Things to do »
- 1) List every inflation percentage in the article below on South African interest rate cuts, including targets, expectations and projections, but not repo rate levels.
- 2) Write a continuation of the article below on South African interest rate cuts, picking up after its final sentence.

Reading text »
=== Begin Enclosure ===
Threat to interest rate cuts in South Africa
The uncertainty created by a tight US presidential election may be enough to prevent the South African Reserve Bank (SARB) from cutting rates at its next meeting in September, delaying rate cuts until after the votes have been counted.
Economists expect a 25 basis points cut at the Monetary Policy Committee’s (MPC) September meeting, with some even anticipating a larger cut.
Interest rates have remained at 15-year highs over the past year as the Reserve Bank has been wary of entering a cutting cycle when inflation was not sustainably within its 3% to 6% target range.
Furthermore, cutting interest rates too soon or too sharply may weaken the rand significantly and reignite inflation.
However, the path to interest rate cuts in the coming months appears clear as inflation nears the midpoint of the Reserve Bank’s target range and the US Federal Reserve gears up to cut its rates.
The latest inflation data from Stats SA indicates that pricing pressure has eased substantially in South Africa.
Headline inflation came down to 4.6% in July and was crucially below the 4.8% median of economists’ expectations.
The local currency is also in a much stronger position than previously, with the optimism around the Government of National Unity (GNU) boosting its value.
This, together with the Fed’s looming cuts, means the Reserve Bank should be confident in starting to lower the repo rate at its next meeting.
However, FirstRand’s Ashburton Investments thinks another factor may prevent the Reserve Bank from cutting interest rates soon – the US presidential election.
The asset manager also sees continued disinflation, supported by positive base effects and a stronger rand.
Due to downside surprises in monthly outcomes, Asburton’s average headline inflation projections have been reduced to 4.9% this year from 5% previously and are more firmly at around 4.5% over the forecast period.
“We anticipate at least a 25 basis points cut, but the timing remains challenging,” it said.
“While a September cut is highly probable, the US elections could provide the kind of market volatility that a conservative Reserve Bank may want to see through before cutting.”
Ashburton also expects the interest rate-cutting cycle to be shallow, providing some relief to consumers but not alleviating all pressure on households.
The asset manager expects the repo rate to only come down to around 7.5% over the medium term.
This represents a 75-basis-point cut from the 15-year high of 8.25% where the repo rate currently stands.
=== End Enclosure ===
(Stored data)
=== Begin Enclosure ===
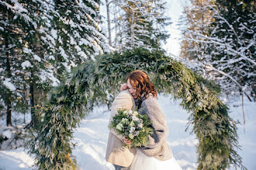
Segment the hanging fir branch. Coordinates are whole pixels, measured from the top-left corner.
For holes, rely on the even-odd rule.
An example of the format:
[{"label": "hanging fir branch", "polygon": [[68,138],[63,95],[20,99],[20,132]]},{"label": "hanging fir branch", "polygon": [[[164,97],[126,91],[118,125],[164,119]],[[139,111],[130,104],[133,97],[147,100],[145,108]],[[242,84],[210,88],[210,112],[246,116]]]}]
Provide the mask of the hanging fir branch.
[{"label": "hanging fir branch", "polygon": [[220,89],[213,82],[159,50],[138,48],[95,60],[75,68],[50,95],[42,110],[41,127],[29,143],[37,167],[75,167],[71,142],[74,129],[95,104],[109,104],[108,95],[116,93],[116,85],[124,82],[129,73],[141,70],[149,73],[158,92],[182,99],[181,104],[191,113],[192,132],[199,141],[198,169],[226,169],[231,165],[244,168],[237,152],[236,122],[229,117],[227,106],[220,99]]}]

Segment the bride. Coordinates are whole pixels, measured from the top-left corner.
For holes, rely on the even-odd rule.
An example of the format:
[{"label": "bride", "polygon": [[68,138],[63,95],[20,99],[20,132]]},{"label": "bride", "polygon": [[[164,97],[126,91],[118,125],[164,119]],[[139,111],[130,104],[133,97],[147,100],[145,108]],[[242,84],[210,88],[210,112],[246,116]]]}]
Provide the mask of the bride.
[{"label": "bride", "polygon": [[[147,74],[140,70],[130,73],[126,80],[126,87],[136,102],[139,113],[148,116],[154,129],[154,133],[149,137],[148,145],[137,148],[130,169],[182,169],[167,143],[168,128],[166,118],[157,101],[156,87],[150,81]],[[125,143],[130,144],[130,141],[125,139]]]}]

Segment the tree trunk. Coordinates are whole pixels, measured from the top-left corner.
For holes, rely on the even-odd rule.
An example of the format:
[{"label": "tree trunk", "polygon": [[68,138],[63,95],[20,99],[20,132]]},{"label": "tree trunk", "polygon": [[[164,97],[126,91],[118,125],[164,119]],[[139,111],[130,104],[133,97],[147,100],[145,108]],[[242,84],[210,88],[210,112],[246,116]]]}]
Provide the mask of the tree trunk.
[{"label": "tree trunk", "polygon": [[33,73],[31,71],[31,77],[29,83],[29,97],[30,97],[30,107],[31,107],[31,126],[33,127],[36,124],[36,116],[34,111],[34,84],[33,84]]}]

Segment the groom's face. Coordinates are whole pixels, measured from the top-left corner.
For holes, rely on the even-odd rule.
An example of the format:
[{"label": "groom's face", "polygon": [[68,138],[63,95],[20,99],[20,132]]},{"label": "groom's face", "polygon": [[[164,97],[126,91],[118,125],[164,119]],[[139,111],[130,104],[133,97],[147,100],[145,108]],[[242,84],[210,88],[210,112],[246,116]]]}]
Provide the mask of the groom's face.
[{"label": "groom's face", "polygon": [[[127,87],[128,87],[128,90],[132,94],[133,99],[138,98],[137,95],[137,88],[131,85],[130,80],[127,80]],[[140,90],[140,87],[139,87],[139,90]]]}]

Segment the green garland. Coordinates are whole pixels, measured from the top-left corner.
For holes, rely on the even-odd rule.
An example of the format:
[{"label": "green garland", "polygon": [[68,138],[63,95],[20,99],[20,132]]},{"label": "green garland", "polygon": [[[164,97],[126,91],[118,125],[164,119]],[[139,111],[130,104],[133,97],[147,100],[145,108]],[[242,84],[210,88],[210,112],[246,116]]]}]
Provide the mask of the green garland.
[{"label": "green garland", "polygon": [[[220,100],[220,89],[213,82],[195,74],[163,51],[138,48],[123,53],[99,56],[73,70],[66,82],[54,89],[46,103],[41,128],[29,148],[42,169],[74,168],[72,131],[95,104],[111,104],[117,84],[134,70],[147,72],[158,92],[182,99],[191,113],[192,132],[199,139],[198,169],[226,169],[231,165],[245,168],[237,154],[236,122]],[[112,94],[112,96],[109,96]],[[59,167],[57,168],[57,163]]]}]

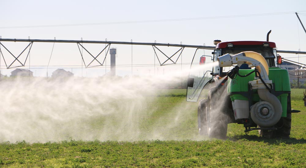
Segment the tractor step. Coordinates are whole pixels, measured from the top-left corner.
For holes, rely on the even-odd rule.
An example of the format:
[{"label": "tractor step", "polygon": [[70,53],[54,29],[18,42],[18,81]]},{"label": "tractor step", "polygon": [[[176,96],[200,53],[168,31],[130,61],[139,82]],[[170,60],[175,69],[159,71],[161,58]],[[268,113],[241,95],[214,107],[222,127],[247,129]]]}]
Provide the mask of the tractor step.
[{"label": "tractor step", "polygon": [[291,109],[291,113],[298,113],[299,112],[300,112],[301,111],[300,110],[293,110],[293,109]]}]

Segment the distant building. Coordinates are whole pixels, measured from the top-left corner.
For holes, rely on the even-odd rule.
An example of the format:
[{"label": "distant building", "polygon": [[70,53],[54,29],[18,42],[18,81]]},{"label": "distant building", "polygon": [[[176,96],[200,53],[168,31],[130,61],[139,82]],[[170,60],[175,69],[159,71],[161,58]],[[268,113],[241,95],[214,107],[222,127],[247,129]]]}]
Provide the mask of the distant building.
[{"label": "distant building", "polygon": [[63,69],[58,69],[52,73],[51,78],[54,79],[64,79],[73,77],[74,74],[69,71],[66,71]]},{"label": "distant building", "polygon": [[283,61],[282,63],[278,65],[278,67],[286,69],[289,73],[290,81],[297,80],[298,78],[300,82],[302,83],[306,81],[306,67],[303,66]]},{"label": "distant building", "polygon": [[11,77],[33,77],[33,72],[28,69],[16,69],[11,72]]}]

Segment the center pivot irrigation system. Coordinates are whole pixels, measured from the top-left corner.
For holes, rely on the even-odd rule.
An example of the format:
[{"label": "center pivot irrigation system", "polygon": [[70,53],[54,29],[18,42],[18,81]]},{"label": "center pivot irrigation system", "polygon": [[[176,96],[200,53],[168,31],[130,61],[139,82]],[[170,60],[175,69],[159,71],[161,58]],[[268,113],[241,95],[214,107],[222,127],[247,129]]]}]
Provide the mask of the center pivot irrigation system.
[{"label": "center pivot irrigation system", "polygon": [[[4,46],[2,42],[28,42],[29,44],[26,46],[24,49],[18,55],[14,55],[12,52],[11,52],[7,48]],[[106,49],[107,50],[106,53],[108,53],[109,50],[112,44],[121,44],[127,45],[137,45],[142,46],[151,46],[152,47],[153,49],[156,56],[158,60],[160,66],[166,65],[169,64],[177,64],[177,60],[179,57],[181,55],[182,53],[185,48],[194,48],[196,49],[213,49],[215,48],[215,46],[197,46],[192,45],[186,45],[182,44],[181,43],[181,44],[173,44],[169,43],[146,43],[146,42],[118,42],[118,41],[108,41],[107,40],[105,41],[85,41],[85,40],[56,40],[54,39],[54,40],[45,40],[45,39],[31,39],[29,37],[28,39],[12,39],[12,38],[2,38],[0,37],[0,46],[2,47],[0,47],[0,54],[1,55],[0,56],[2,57],[4,60],[6,66],[6,68],[9,69],[11,68],[15,68],[18,67],[24,66],[27,58],[29,56],[29,55],[32,49],[32,46],[34,42],[51,42],[51,43],[74,43],[77,45],[78,49],[80,52],[81,56],[82,57],[82,60],[84,64],[85,65],[86,68],[90,68],[97,66],[92,66],[91,65],[95,60],[98,63],[99,65],[97,66],[103,66],[104,64],[106,56],[104,57],[103,61],[101,62],[98,60],[97,58],[99,56],[101,55],[101,54],[102,52]],[[105,47],[103,48],[101,51],[96,56],[94,56],[90,53],[89,51],[87,50],[82,45],[83,43],[88,44],[105,44],[107,45]],[[158,46],[166,46],[168,47],[179,47],[179,49],[174,54],[168,56],[165,54],[164,52],[161,51],[160,49],[158,47]],[[82,52],[81,51],[80,49],[83,48],[85,51],[88,52],[92,58],[92,60],[89,63],[86,64],[84,60],[83,55]],[[11,56],[13,57],[14,60],[12,62],[6,62],[5,60],[4,56],[3,55],[2,50],[4,49],[7,50],[10,54]],[[27,49],[28,49],[28,50],[27,50],[28,52],[26,58],[24,62],[22,62],[19,59],[21,54],[27,50]],[[161,53],[162,55],[166,57],[166,60],[164,62],[161,62],[159,59],[160,57],[157,54],[156,51],[158,50]],[[290,53],[294,54],[306,54],[306,52],[303,51],[283,51],[278,50],[278,53]],[[173,59],[174,56],[179,53],[178,57],[177,57],[176,60]],[[19,63],[20,65],[17,66],[13,66],[13,64],[15,62],[17,61]],[[170,63],[168,63],[168,62]]]},{"label": "center pivot irrigation system", "polygon": [[[257,130],[263,136],[288,137],[291,128],[291,114],[299,111],[291,108],[289,75],[287,70],[277,67],[282,62],[282,57],[278,53],[306,54],[306,52],[277,51],[275,43],[269,41],[271,31],[267,35],[265,41],[221,42],[220,40],[215,40],[214,42],[215,46],[186,45],[181,43],[174,44],[134,42],[132,41],[40,40],[29,38],[4,39],[0,37],[0,47],[0,47],[0,56],[3,58],[7,69],[16,68],[25,66],[34,42],[74,43],[77,45],[85,67],[90,68],[97,66],[91,65],[95,61],[99,63],[97,66],[103,66],[112,44],[151,46],[155,57],[156,56],[160,65],[163,66],[176,64],[184,48],[194,48],[196,52],[191,65],[186,99],[189,101],[198,100],[198,124],[200,134],[224,138],[226,137],[227,124],[236,123],[243,124],[246,132]],[[3,42],[29,44],[20,54],[15,56],[3,45]],[[99,54],[94,56],[84,47],[84,43],[105,44],[106,46]],[[159,46],[179,49],[171,55],[168,56],[158,47]],[[22,62],[19,58],[28,48],[25,60]],[[87,64],[84,61],[81,48],[92,57],[92,60]],[[2,53],[3,49],[13,57],[12,62],[6,61]],[[212,55],[205,55],[204,50],[210,51]],[[160,61],[157,50],[166,57],[166,61]],[[106,53],[101,63],[97,58],[104,51]],[[178,53],[177,58],[174,59],[175,57],[174,56]],[[212,62],[218,63],[218,65],[215,66],[212,69],[206,69],[206,66],[203,65],[207,57],[211,57]],[[16,61],[20,65],[13,66]],[[227,72],[224,69],[234,65],[237,65]],[[111,62],[111,71],[113,65]],[[193,73],[194,69],[199,71]]]}]

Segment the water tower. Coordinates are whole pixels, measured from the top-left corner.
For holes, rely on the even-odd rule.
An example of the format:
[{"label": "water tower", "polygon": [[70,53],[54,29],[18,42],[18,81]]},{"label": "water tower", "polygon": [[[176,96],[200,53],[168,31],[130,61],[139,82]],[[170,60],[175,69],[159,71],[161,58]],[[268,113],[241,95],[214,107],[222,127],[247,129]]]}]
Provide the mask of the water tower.
[{"label": "water tower", "polygon": [[116,76],[116,49],[110,49],[110,75],[112,76]]}]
=== End Enclosure ===
Responses in order »
- 1)
- 3%: the bottom of the Reserve Bank's target range
- 6%: the top of the Reserve Bank's target range
- 4.6%: headline inflation in July
- 4.8%: the median of economists' expectations for July
- 4.9%: Ashburton's reduced average headline inflation projection for this year
- 5%: Ashburton's previous projection for this year
- 4.5%: Ashburton's projection for the forecast period

- 2)
Its comments echo those of some economists who think that inflation and, thus, interest rates will be structurally higher in the coming years.
South Africa’s economy has some fundamental drivers of inflation that keep prices rising above the Reserve Bank’s target range.
Stanlib chief economist Kevin Lings singled out three of these key inflation drivers – administered services, a weakening rand, and rising wages.
Administered services, such as electricity tariffs, are a major driver of inflation that is unlikely to come down in the next few years.
Eskom has categorically stated that it will continue to apply for significant tariff increases as the price of electricity in the country does not accurately represent the cost of producing it.
The cost of electricity averaged growth of 15.2% year-on-year in the first five months of 2024 and has not been below 6% for many years.
The cost of water rose by an average of 7.9% in the first five months of 2024, education by 6.1% and medical aid by 10.6%.
Thus, bringing inflation towards the midpoint of the Reserve Bank’s 3% to 6% target range is heavily dependent on limiting the increases in the price of basic services.
Lings also highlighted the consistent weakening of the rand by 5.5% a year versus the dollar as a significant driver of inflation. This is because a weak local currency makes imports more expensive.
Another major factor in keeping inflation higher for longer is the repeated above-inflation wage increases for government employees and union members.
In addition, declining labour productivity reduces South Africa’s competitiveness and increases the cost base of the economy.